Rewrite the material below with each "bounding box" changed to "enclosing box", keeping every other word the same.

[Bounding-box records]
───

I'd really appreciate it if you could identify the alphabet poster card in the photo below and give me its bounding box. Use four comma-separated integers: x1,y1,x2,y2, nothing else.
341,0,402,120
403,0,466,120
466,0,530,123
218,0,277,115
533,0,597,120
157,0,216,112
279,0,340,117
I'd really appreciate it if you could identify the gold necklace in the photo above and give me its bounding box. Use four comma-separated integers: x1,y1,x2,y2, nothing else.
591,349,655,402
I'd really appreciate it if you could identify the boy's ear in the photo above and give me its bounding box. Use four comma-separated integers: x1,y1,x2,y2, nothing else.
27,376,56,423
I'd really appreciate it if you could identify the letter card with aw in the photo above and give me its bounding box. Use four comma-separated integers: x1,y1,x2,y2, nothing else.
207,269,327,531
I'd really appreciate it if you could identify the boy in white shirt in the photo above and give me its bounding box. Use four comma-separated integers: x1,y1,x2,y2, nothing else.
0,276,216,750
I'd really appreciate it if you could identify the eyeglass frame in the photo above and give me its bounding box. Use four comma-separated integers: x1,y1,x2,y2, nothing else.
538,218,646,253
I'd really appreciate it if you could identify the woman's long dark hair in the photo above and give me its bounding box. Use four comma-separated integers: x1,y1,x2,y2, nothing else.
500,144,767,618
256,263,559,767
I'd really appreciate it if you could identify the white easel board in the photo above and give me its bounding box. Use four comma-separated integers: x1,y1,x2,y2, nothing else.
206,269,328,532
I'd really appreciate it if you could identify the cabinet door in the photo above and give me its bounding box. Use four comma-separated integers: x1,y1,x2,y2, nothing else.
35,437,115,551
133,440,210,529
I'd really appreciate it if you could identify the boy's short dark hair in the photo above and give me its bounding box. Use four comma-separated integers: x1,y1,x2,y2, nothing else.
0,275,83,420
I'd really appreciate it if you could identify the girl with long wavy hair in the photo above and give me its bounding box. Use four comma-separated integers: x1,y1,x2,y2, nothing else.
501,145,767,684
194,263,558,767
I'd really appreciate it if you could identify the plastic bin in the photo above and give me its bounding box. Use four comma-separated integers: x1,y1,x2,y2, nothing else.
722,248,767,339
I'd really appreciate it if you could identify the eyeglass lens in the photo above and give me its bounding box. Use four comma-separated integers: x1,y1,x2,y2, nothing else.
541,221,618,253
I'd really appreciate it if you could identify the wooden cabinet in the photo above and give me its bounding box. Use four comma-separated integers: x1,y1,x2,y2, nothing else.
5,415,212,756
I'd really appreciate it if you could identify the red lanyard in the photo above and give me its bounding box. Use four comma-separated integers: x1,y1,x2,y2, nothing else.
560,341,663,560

───

- OUTPUT FOR THIS EXERCISE
I'd really appreciate it if you could identify the alphabet poster card in the photo below and give me its enclosing box. Use four comma-separated integers: x1,y1,x2,y2, nothing else.
341,0,402,120
403,0,466,120
466,0,530,123
218,0,277,115
533,0,597,120
157,0,216,112
279,0,340,117
I'd really appreciate it if you could identify the gold necklace in the photo above and give me its enclosing box. Use four comma-separated integers: x1,y1,x2,y2, nothing else.
591,349,655,402
I'd really appreciate it if you could identify the boy's ear in the photo above and give me its enclosing box. Use four comma-separated integers: x1,y1,x2,y2, nothing else.
27,376,56,423
I'd really appreciate it if you could identify the letter card with aw in the photo above and give me its enclosing box. Use four comma-separated integers: x1,y1,x2,y2, nothing else.
207,269,327,531
I'd really appreciate it if you could identify the boy in white shirt in the photo above and give me its enclosing box. Use four comma-separated integers: x1,y1,x2,y2, nothing else.
0,276,216,750
I'd really appreciate it if you could identify the eyeglass frame in the photo above and give me its enclosing box. Use four comma-separated integers: x1,y1,x2,y2, nothing else.
538,218,646,253
I'd really appreciate it if you could identify the woman's long dark hair in the photo above and give me its enclosing box. Use four comma-separated integers: x1,y1,x2,y2, nothing else.
500,144,767,618
256,263,559,767
I'd really appreciate it if you could identify the white easel board in the photo above and give me its enclosing box. Use four comma-separated integers: x1,y1,x2,y2, nothing else.
206,269,328,532
I'd really appreciate it if you could identify the cabinet door in the photo above and give me its enclosing box. Use four comma-separated integers: x1,y1,x2,y2, nothing else.
35,437,115,551
133,440,210,529
I'd really appreciate it if you could identify the boy's short dark hair in the photo above and give me its enclosing box. Use four comma-separated integers: x1,y1,x2,y2, nothing else.
0,275,83,420
I'd really appreciate it if you could identify the girl with long wavy hair in the photo above and give me its enclosing box. Use four comma-separated integers: x1,y1,x2,y2, nothing else.
501,145,767,684
194,263,558,767
I'd really appreciate it if you could identify the plastic bin in the photo above and give me its enclosing box. Use four comma-separated integers: x1,y1,x2,y2, nothing else.
722,248,767,339
I'd really appreciate it if you could identify the eyeglass lens in the photo above and give me its enclosing box. Use four comma-separated integers: x1,y1,x2,y2, nothing else.
541,221,618,253
I'd really appreciate it if you could identify the wooden cabinet in the photo above and give me its enclosing box. Use four comma-separated integers: x1,y1,x2,y2, nothing else.
5,415,212,756
I'd really appreciate it if you could identify the red lanyard in the photo above and give me its enclosing box. Use four comma-separated integers: x1,y1,x2,y2, nothing else.
560,341,663,560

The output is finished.